Materials provided
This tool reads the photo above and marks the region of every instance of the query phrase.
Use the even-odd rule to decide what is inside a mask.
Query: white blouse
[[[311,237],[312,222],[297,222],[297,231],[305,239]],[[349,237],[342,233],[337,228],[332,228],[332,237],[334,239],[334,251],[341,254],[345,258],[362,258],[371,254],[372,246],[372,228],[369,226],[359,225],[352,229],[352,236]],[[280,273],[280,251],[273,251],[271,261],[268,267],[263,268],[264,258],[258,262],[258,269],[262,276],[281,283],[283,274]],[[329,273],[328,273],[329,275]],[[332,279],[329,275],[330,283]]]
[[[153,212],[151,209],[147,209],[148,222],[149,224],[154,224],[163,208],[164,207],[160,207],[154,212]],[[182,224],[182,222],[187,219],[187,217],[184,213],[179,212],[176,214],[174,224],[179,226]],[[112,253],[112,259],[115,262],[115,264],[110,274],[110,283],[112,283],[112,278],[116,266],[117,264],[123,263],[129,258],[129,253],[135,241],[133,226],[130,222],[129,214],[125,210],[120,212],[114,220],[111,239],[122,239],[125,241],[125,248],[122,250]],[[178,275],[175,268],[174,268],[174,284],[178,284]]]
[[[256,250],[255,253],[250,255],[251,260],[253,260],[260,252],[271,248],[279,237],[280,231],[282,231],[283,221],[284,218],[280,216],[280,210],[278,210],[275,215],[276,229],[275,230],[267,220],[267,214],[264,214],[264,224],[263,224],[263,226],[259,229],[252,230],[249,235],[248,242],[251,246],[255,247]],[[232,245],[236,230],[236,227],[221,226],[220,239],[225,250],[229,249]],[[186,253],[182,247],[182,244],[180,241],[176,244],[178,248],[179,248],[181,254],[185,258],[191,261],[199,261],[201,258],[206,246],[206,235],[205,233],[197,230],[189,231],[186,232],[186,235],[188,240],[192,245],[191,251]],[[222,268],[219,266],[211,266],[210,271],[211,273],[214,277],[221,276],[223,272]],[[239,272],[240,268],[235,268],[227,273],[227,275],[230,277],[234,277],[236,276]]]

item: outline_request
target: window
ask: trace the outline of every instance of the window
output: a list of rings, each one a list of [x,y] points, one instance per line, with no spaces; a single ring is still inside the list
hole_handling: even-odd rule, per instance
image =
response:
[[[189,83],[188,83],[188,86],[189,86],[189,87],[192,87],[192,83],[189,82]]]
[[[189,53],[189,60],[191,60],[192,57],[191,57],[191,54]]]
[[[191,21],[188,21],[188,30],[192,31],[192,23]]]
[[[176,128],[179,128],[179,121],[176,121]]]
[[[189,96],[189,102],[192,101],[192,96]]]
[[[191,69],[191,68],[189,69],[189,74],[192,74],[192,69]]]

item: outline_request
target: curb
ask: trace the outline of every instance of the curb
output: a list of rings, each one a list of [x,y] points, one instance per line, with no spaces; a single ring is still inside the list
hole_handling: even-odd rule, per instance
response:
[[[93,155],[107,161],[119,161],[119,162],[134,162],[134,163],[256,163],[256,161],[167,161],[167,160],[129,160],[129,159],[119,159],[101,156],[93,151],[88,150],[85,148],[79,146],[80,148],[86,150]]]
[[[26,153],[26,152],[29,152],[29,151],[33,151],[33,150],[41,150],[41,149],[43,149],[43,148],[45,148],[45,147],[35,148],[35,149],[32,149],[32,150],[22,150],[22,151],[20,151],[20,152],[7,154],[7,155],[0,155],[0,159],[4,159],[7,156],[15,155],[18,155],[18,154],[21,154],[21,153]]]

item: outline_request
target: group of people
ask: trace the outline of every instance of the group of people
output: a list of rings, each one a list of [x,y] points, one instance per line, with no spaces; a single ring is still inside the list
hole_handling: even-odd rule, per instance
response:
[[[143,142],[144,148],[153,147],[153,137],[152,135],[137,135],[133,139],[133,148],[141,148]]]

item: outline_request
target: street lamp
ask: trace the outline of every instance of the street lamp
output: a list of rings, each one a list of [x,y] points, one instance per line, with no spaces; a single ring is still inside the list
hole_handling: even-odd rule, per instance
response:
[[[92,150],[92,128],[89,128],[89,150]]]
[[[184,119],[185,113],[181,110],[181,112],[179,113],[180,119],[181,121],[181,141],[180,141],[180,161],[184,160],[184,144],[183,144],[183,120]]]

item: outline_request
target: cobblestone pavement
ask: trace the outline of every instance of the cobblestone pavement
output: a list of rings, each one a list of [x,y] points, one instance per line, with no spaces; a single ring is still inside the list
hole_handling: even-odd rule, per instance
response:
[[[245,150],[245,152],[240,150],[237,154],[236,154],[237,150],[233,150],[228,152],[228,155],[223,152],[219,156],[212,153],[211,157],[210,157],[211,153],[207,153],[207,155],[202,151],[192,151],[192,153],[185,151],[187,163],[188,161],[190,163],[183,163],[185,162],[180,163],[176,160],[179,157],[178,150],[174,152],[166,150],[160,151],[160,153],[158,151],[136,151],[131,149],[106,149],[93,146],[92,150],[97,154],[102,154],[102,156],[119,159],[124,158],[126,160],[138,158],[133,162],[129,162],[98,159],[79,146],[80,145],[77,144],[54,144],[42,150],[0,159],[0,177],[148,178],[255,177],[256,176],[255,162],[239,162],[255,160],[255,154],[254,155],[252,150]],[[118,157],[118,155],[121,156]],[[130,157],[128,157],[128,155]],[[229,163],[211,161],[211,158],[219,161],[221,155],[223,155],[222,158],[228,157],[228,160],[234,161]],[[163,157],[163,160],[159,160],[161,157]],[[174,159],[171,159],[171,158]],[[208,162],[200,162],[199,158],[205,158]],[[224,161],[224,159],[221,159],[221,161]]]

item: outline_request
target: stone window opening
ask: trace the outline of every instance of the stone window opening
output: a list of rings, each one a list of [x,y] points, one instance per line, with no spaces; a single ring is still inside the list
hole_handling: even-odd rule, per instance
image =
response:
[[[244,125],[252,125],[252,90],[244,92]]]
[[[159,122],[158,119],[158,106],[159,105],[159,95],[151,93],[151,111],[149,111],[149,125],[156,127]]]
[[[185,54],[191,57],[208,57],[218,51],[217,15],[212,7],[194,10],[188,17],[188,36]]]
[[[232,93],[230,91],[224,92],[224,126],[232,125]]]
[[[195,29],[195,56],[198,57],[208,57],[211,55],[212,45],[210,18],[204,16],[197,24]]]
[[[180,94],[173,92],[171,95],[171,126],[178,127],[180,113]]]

Task to complete
Please copy the whole listing above line for line, without changing anything, from its first line through its last.

Final result
This tool reads the photo above and marks the region of every instance of the query phrase.
Use the even-odd rule to decide what is inside a mask.
Query: white blouse
[[[311,237],[312,222],[297,222],[297,231],[305,239]],[[349,237],[342,233],[337,228],[332,228],[332,237],[334,239],[334,251],[341,254],[345,258],[362,258],[371,254],[372,246],[372,228],[369,226],[359,225],[352,229],[352,236]],[[280,273],[280,251],[273,251],[271,261],[268,267],[263,268],[264,258],[258,262],[258,269],[262,276],[281,283],[283,274]],[[329,273],[328,273],[329,275]],[[332,279],[329,275],[330,283]]]
[[[153,212],[151,209],[147,209],[148,222],[149,224],[154,224],[163,208],[164,207],[160,207],[154,212]],[[182,224],[182,222],[187,219],[187,217],[184,213],[179,212],[176,214],[174,224],[179,226]],[[112,253],[112,259],[115,262],[115,264],[110,274],[110,283],[112,283],[112,278],[116,266],[117,264],[123,263],[129,258],[129,253],[135,241],[133,226],[130,222],[129,214],[125,210],[120,212],[114,220],[111,239],[122,239],[125,241],[125,248],[122,250]],[[178,275],[175,268],[174,268],[174,284],[178,284]]]
[[[256,250],[255,253],[250,255],[251,260],[253,260],[260,252],[271,248],[279,237],[280,231],[282,231],[283,221],[284,218],[280,216],[280,210],[278,210],[275,215],[276,229],[275,230],[267,220],[267,214],[264,214],[264,224],[263,224],[263,226],[259,229],[252,230],[249,235],[248,242],[251,246],[255,247]],[[232,245],[236,230],[236,227],[221,226],[220,239],[225,250],[229,249]],[[186,253],[182,247],[182,244],[180,241],[176,244],[178,248],[179,248],[181,254],[185,258],[191,261],[199,261],[201,258],[206,246],[206,235],[205,233],[197,230],[189,231],[186,232],[186,235],[188,240],[192,245],[191,251]],[[222,268],[219,266],[211,266],[210,271],[211,273],[214,277],[221,276],[223,272]],[[239,272],[240,268],[235,268],[227,273],[227,275],[230,277],[234,277],[236,276]]]

item: outline_request
target: window
ask: trace the outline of every instance of the window
output: a list of rings, each one a list of [x,y] points, one instance per line, with no spaces; a single ring is still inside the list
hole_handling: even-odd rule, per instance
image =
response:
[[[189,83],[188,83],[188,86],[189,86],[189,87],[192,87],[192,83],[189,82]]]
[[[189,53],[189,60],[191,60],[192,57],[191,57],[191,54]]]
[[[191,21],[188,21],[188,30],[192,31],[192,23]]]
[[[176,128],[179,128],[179,121],[176,121]]]
[[[189,96],[189,102],[192,101],[192,96]]]
[[[191,69],[191,68],[189,69],[189,74],[192,74],[192,69]]]

item: outline_request
target: curb
ask: trace the outline of every instance of the curb
output: a list of rings, each one a list of [x,y] points, one instance per line, with no spaces; a single ring is still inside the list
hole_handling: even-odd rule, per instance
response:
[[[93,155],[107,161],[119,161],[119,162],[134,162],[134,163],[256,163],[256,161],[167,161],[167,160],[129,160],[129,159],[119,159],[101,156],[93,151],[88,150],[85,148],[79,146],[80,148],[86,150]]]
[[[26,153],[26,152],[29,152],[29,151],[33,151],[33,150],[41,150],[41,149],[43,149],[43,148],[45,148],[45,147],[35,148],[35,149],[32,149],[32,150],[22,150],[22,151],[20,151],[20,152],[7,154],[7,155],[0,155],[0,159],[4,159],[7,156],[15,155],[18,155],[18,154],[21,154],[21,153]]]

item: outline_request
target: group of people
ask: trace the outline of every instance of the group of people
output: a list of rings, each one a list of [x,y] points, one instance per line, with no spaces; a single ring is still inside the list
hole_handling: even-odd rule, per instance
response:
[[[143,142],[144,148],[153,147],[153,137],[152,135],[137,135],[133,139],[133,148],[141,148]]]

item: outline_request
target: street lamp
ask: trace the outline of every instance of the street lamp
output: a list of rings, each one a list of [x,y] points, one instance per line, with no spaces; a single ring is still inside the list
hole_handling: even-odd rule, per instance
response:
[[[92,150],[92,128],[89,128],[89,150]]]
[[[184,119],[185,113],[181,110],[181,112],[179,113],[180,119],[181,121],[181,141],[180,141],[180,161],[184,160],[184,144],[183,144],[183,120]]]

item: outline_request
target: cobblestone pavement
ask: trace the outline of every instance of the cobblestone pavement
output: a list of rings, each one a list of [x,y] points, one instance per line, with no spaces; a single ring is still inside the list
hole_handling: even-odd rule, per instance
response:
[[[245,150],[245,152],[240,150],[237,154],[236,154],[237,150],[233,150],[228,152],[228,155],[223,152],[219,156],[212,153],[211,157],[210,157],[211,153],[207,153],[207,155],[202,151],[192,151],[192,153],[185,151],[187,163],[188,161],[190,163],[183,163],[185,162],[180,163],[176,160],[179,157],[178,150],[174,152],[166,150],[160,151],[160,153],[158,151],[136,151],[131,149],[106,149],[93,146],[92,150],[97,154],[102,154],[102,156],[119,159],[124,158],[126,160],[138,158],[133,162],[129,162],[98,159],[79,146],[80,145],[77,144],[54,144],[42,150],[0,159],[0,177],[148,178],[255,177],[256,176],[255,162],[239,162],[255,160],[255,154],[254,155],[252,150]],[[118,157],[118,155],[121,156]],[[130,157],[128,157],[128,155]],[[229,163],[211,161],[211,158],[219,161],[221,155],[223,155],[222,158],[228,157],[228,160],[234,161]],[[163,157],[163,160],[159,160],[161,157]],[[174,159],[171,159],[171,158]],[[208,162],[200,162],[199,158],[205,158]],[[224,161],[224,159],[221,159],[221,161]]]

item: outline_request
target: stone window opening
ask: trace the outline of every instance of the stone window opening
output: a list of rings, each one a list of [x,y] points, one instance per line, with no spaces; a single ring is still inside the list
hole_handling: even-odd rule, per instance
image =
response:
[[[244,125],[252,125],[252,90],[244,92]]]
[[[159,122],[158,119],[158,106],[159,105],[159,95],[151,93],[151,111],[149,111],[149,125],[156,127]]]
[[[185,54],[191,57],[208,57],[218,51],[217,15],[212,7],[194,10],[188,17],[188,36]]]
[[[232,93],[230,91],[224,92],[224,126],[232,125]]]
[[[195,29],[195,56],[198,57],[208,57],[211,55],[212,45],[210,18],[204,16],[197,24]]]
[[[180,94],[173,92],[171,95],[171,126],[178,127],[180,113]]]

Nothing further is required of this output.